Exercise objective: Reproduce the entire mailing-list message below, on discussing risk factors with new mothers, word for word and with its original spelling.

____ Given text

Hello Lacnetters!
I have been following the debate on risk factors with keen interest.
Unfortunatly, for me anyway, the sides are about even and it's either "d*** if
you do and d*** if you don't" or "Win, win" depending on how you look at it.
The approach I use often depends on the environment in which it is used.
When I am called into a kaotic environment, (which happens often; a large
part of my clientel is low income bracket young women from large families.
They go to their mothers after birth and their younger siblings are very
excited, the apartments are small, etc) where the mother is agitated, and
where there is little or no support I am hesitant to discuss risk factors.
Instead, I stay longer, give clear, simple information, which I also write down
for the mother, and follow up telephonically daily for three to seven days. I
also say, "This should work, but if it doesn't there are more things to try".
Hopefully, if I have to give bad news in a few days, we've already established
trust between us and it's easier.
When the environment is calm and the mother is confident it's a different
story.
Of course I can do this because I don't work in a hospital and I don't depend
on BFC for income. No fair, I know.
Question: Is there an IBLC in the Beersheva/Negev area in Israel?
Friend's grandchild in the town of Ofakim, two weeks old, yellow, the mother
just needs encoragement and information; the other grandmother never
nursed her children and is full of old wives tales and worse. Until now they
weren't interested in listening to a professional, now they are.

________
____ Material supplied

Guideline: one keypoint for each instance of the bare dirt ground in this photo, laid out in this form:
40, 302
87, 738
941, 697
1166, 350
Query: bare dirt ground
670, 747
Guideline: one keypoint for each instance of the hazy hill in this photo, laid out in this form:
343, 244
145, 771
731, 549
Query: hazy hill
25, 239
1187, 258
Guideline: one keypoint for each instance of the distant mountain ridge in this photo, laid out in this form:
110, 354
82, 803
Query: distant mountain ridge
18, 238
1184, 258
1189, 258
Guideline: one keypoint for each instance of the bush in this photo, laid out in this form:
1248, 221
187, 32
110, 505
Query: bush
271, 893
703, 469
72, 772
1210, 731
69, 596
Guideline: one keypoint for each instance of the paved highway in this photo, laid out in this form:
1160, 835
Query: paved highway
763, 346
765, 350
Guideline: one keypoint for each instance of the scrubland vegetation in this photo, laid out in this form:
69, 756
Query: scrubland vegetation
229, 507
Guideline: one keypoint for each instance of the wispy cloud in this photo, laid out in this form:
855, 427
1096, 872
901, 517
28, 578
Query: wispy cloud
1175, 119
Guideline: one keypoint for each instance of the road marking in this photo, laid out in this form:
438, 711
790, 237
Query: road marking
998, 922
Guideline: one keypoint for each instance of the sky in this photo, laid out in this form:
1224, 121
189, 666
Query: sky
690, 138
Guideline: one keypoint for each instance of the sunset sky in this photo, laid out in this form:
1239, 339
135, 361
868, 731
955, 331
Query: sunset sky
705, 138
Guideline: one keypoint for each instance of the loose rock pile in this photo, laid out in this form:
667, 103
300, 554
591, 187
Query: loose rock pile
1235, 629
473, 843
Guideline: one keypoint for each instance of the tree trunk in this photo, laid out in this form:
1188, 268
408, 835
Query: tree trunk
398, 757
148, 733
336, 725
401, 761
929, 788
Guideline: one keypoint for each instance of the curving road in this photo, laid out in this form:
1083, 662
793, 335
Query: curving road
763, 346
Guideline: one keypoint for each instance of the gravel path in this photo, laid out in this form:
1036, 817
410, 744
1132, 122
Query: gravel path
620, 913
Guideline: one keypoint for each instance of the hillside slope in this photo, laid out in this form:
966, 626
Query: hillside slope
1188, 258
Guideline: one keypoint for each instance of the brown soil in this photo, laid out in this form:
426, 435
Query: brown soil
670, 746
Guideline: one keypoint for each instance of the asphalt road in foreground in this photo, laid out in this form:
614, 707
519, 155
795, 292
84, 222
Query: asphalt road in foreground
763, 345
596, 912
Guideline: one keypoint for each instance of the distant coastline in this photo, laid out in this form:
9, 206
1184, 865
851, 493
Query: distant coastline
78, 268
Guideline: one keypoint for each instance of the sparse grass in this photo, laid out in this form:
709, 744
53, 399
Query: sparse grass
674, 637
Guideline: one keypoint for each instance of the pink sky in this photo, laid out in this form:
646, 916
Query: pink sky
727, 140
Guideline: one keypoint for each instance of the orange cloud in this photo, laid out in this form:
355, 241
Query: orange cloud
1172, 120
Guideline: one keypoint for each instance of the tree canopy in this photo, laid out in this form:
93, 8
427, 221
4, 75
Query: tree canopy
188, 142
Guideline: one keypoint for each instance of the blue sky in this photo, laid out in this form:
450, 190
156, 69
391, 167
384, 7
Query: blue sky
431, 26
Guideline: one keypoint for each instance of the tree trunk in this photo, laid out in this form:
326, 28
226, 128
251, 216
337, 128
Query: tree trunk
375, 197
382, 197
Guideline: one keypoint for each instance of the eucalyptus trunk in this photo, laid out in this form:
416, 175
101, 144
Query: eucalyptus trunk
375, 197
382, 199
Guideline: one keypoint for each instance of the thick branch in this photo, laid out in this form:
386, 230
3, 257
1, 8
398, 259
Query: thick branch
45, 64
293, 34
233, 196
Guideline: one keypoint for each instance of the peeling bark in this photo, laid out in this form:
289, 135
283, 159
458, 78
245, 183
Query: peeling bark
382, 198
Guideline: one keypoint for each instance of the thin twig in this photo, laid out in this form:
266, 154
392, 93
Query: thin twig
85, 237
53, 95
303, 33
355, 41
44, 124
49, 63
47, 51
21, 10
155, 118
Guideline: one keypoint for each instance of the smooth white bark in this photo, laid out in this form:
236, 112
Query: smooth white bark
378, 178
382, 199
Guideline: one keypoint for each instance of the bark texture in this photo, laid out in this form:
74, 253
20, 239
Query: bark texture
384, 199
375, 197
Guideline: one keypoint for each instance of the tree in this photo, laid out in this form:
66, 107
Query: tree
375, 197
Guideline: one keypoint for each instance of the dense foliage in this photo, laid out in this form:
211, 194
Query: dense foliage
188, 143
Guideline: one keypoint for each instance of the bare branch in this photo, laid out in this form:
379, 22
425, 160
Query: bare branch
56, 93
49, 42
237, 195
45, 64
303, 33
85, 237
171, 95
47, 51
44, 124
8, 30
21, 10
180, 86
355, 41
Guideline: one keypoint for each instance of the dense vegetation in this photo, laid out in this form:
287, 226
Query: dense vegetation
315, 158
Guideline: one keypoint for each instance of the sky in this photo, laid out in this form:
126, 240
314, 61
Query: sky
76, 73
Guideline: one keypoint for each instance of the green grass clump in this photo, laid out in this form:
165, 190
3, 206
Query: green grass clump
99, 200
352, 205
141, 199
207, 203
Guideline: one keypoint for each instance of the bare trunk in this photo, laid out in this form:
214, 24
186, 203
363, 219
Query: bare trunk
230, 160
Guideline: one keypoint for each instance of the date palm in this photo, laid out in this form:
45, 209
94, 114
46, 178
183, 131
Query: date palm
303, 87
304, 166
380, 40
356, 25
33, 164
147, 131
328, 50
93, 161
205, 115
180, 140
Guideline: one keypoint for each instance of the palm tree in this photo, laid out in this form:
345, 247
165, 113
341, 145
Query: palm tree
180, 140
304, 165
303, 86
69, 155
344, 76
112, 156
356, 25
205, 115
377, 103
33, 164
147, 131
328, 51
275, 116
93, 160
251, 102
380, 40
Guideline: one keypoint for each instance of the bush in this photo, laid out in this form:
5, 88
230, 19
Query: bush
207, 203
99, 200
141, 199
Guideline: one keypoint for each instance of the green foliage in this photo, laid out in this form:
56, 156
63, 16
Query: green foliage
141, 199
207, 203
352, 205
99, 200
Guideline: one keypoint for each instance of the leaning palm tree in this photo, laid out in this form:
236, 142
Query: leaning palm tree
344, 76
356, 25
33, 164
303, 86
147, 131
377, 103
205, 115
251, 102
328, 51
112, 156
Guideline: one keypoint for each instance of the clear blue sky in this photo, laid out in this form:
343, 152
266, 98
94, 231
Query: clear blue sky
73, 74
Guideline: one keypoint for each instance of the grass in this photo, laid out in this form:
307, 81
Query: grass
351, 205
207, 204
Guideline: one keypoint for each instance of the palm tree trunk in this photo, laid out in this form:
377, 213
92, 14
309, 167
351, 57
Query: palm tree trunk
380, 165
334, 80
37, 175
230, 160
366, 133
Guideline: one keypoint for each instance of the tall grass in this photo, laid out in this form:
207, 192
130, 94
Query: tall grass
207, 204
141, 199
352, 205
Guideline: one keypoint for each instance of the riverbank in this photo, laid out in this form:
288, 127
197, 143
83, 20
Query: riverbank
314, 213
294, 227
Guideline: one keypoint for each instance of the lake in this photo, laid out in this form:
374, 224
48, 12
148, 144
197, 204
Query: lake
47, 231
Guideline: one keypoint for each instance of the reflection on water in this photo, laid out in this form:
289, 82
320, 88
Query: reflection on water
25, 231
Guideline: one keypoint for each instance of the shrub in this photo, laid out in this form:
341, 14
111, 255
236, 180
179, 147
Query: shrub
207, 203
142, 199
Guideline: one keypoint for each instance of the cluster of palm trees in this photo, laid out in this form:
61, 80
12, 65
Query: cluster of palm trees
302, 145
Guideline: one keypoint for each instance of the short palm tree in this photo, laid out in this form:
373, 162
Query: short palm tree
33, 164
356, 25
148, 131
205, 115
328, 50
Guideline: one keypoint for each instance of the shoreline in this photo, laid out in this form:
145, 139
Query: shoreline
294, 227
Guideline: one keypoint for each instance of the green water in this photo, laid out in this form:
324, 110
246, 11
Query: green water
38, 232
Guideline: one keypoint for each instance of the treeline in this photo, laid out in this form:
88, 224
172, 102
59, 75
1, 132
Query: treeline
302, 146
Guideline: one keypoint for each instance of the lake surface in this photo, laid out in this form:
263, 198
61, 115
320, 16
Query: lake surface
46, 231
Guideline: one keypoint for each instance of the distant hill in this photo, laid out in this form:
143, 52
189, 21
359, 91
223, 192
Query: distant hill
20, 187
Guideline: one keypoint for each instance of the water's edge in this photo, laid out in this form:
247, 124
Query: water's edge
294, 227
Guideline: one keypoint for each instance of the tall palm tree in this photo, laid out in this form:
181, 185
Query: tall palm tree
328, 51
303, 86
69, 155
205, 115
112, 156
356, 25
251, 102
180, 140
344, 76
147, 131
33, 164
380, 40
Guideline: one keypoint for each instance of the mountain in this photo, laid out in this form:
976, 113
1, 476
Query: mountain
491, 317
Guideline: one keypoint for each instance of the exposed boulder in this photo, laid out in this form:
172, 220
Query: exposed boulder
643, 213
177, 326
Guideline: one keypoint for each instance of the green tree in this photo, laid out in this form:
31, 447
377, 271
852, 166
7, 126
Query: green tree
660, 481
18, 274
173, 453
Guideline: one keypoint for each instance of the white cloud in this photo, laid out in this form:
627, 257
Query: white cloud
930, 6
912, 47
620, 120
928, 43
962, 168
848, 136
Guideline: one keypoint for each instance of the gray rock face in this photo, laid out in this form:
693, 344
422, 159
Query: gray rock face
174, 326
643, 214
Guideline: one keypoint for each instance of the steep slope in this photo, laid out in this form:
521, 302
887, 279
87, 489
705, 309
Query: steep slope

________

Result below:
Hello Lacnetters!
I have been following the debate on risk factors with keen interest.
Unfortunatly, for me anyway, the sides are about even and it's either "d*** if
you do and d*** if you don't" or "Win, win" depending on how you look at it.
The approach I use often depends on the environment in which it is used.
When I am called into a kaotic environment, (which happens often; a large
part of my clientel is low income bracket young women from large families.
They go to their mothers after birth and their younger siblings are very
excited, the apartments are small, etc) where the mother is agitated, and
where there is little or no support I am hesitant to discuss risk factors.
Instead, I stay longer, give clear, simple information, which I also write down
for the mother, and follow up telephonically daily for three to seven days. I
also say, "This should work, but if it doesn't there are more things to try".
Hopefully, if I have to give bad news in a few days, we've already established
trust between us and it's easier.
When the environment is calm and the mother is confident it's a different
story.
Of course I can do this because I don't work in a hospital and I don't depend
on BFC for income. No fair, I know.
Question: Is there an IBLC in the Beersheva/Negev area in Israel?
Friend's grandchild in the town of Ofakim, two weeks old, yellow, the mother
just needs encoragement and information; the other grandmother never
nursed her children and is full of old wives tales and worse. Until now they
weren't interested in listening to a professional, now they are.